» Extrait du document:

□ □ □ □ □ □ □

Si les économistes appréhendaient mieux l’écart entre la réalité et leurs modèles, ils seraient sans doute moins démunis face aux crises qui secouent l’économie mondiale régulièrement.
S’il était vrai que l’économie est une science comme la physique, alors il faudrait attendre de la théorie économique qu’elle nous éclaire sur l’histoire du monde économique comme la cosmologie nous éclaire sur l’histoire du monde physique : le monde économique est passé de structures d’échanges frustes entre sapiens du néolithique à l’économie mondialisée d’aujourd’hui de la même manière que le monde physique a évolué de la soupe primordiale aux structures que nous observons aujourd’hui.
S’il était vrai que l’économie est une science comme la physique, alors on devrait voir en économie des prédictions comparables à celle que Georges Gamov a émise à propos du big bang.

□ □ □ □ □ □ □

» Données affichées:
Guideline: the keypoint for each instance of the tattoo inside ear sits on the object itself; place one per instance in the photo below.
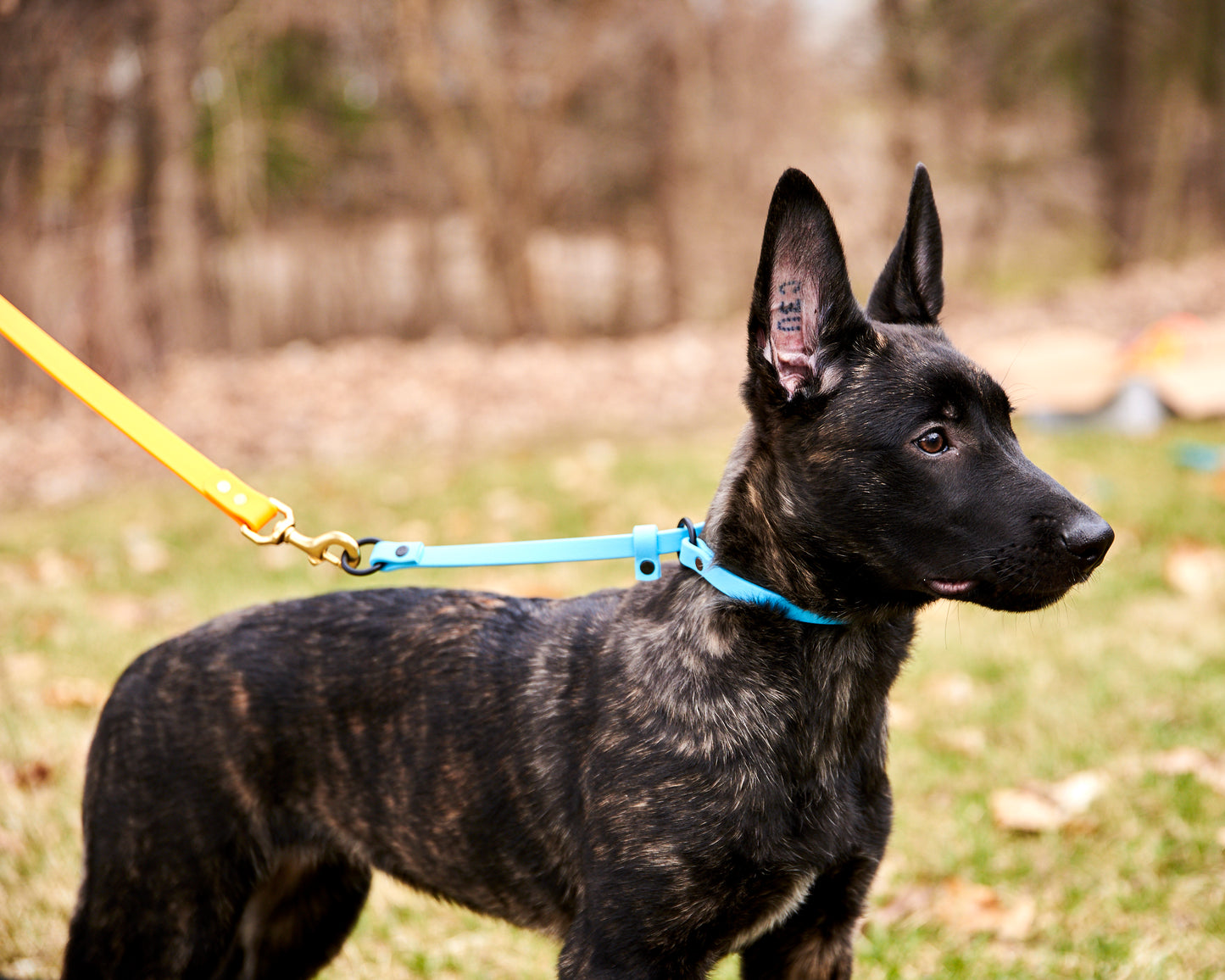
(793, 328)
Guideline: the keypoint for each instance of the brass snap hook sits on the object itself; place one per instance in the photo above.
(316, 548)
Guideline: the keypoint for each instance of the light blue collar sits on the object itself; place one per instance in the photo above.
(644, 545)
(697, 555)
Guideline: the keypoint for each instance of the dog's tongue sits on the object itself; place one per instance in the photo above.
(949, 589)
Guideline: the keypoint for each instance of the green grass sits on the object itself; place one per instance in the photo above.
(1121, 671)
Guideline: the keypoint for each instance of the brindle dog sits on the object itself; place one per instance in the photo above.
(655, 776)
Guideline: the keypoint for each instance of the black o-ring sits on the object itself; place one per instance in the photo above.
(353, 569)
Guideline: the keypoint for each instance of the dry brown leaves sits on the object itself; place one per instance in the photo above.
(962, 907)
(1196, 570)
(1189, 761)
(1038, 807)
(27, 776)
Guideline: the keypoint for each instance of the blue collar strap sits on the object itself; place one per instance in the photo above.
(697, 555)
(644, 545)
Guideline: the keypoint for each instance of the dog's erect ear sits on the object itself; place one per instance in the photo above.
(911, 287)
(803, 303)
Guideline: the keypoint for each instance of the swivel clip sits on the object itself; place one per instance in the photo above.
(316, 549)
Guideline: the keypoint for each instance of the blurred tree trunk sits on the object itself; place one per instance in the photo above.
(494, 179)
(175, 236)
(1114, 120)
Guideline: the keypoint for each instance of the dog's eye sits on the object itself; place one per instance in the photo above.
(933, 443)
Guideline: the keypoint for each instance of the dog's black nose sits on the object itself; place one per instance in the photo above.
(1088, 538)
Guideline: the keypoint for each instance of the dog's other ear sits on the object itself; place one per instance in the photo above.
(911, 288)
(803, 303)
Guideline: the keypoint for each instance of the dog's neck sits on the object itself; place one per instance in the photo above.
(743, 533)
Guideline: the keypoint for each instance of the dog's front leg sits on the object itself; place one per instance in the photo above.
(815, 941)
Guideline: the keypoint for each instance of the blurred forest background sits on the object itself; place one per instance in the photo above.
(184, 175)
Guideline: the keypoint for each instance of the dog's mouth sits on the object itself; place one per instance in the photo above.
(951, 588)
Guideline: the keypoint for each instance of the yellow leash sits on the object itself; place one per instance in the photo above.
(222, 487)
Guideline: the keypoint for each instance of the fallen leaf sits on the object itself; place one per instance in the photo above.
(75, 693)
(1048, 806)
(31, 774)
(123, 611)
(146, 554)
(1196, 570)
(53, 570)
(1189, 760)
(1078, 792)
(963, 907)
(1027, 810)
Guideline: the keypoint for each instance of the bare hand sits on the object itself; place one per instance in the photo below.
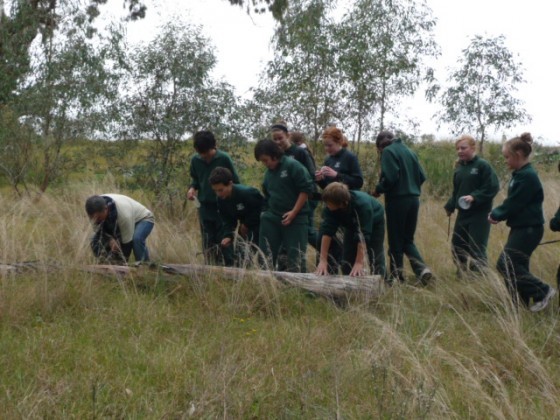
(288, 218)
(328, 171)
(191, 194)
(114, 244)
(322, 269)
(492, 221)
(357, 270)
(243, 231)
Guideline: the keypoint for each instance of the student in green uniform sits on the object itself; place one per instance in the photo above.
(207, 158)
(237, 205)
(401, 180)
(522, 210)
(280, 135)
(362, 218)
(340, 165)
(286, 187)
(475, 185)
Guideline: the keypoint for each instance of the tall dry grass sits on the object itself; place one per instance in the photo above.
(76, 344)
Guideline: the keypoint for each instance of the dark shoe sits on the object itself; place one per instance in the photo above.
(425, 276)
(541, 304)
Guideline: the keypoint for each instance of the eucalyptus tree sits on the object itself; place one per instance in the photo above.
(17, 143)
(171, 95)
(301, 82)
(70, 84)
(383, 47)
(23, 21)
(481, 91)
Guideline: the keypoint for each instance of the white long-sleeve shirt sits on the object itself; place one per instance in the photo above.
(129, 212)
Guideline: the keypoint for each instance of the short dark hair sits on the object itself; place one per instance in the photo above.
(95, 204)
(220, 175)
(337, 193)
(384, 138)
(268, 147)
(204, 141)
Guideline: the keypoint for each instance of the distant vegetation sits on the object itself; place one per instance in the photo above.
(76, 344)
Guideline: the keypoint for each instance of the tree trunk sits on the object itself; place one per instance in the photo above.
(329, 286)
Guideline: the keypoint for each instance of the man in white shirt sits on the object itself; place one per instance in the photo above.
(122, 226)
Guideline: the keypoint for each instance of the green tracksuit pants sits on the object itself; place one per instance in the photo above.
(212, 233)
(293, 238)
(375, 250)
(402, 217)
(513, 264)
(470, 239)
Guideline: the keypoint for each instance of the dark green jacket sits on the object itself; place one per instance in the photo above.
(523, 205)
(401, 173)
(346, 164)
(200, 172)
(283, 185)
(304, 157)
(477, 178)
(555, 222)
(243, 206)
(361, 215)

□ □ □ □ □ □ □

» Consigne: Recopiez sans rien changer le passage de l'extrait sur l'économie et la physique qui va de « Si les économistes » jusqu'à « l’économie mondiale régulièrement. » inclus.

» Résultat de l'exercice:
Si les économistes appréhendaient mieux l’écart entre la réalité et leurs modèles, ils seraient sans doute moins démunis face aux crises qui secouent l’économie mondiale régulièrement.